[Data provided]
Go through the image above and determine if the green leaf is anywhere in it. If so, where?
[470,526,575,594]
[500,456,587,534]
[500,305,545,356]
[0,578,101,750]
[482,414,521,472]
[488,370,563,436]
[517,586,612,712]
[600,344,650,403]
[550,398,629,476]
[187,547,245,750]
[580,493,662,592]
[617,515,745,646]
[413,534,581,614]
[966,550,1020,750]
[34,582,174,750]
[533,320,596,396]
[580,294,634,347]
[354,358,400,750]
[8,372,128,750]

[What the task asks]
Please pull out every line of the items above that contains the word "determine", matching case exactly.

[Solution to the problem]
Go through the image above and determine if the green leaf is anywhere in it. If so, where?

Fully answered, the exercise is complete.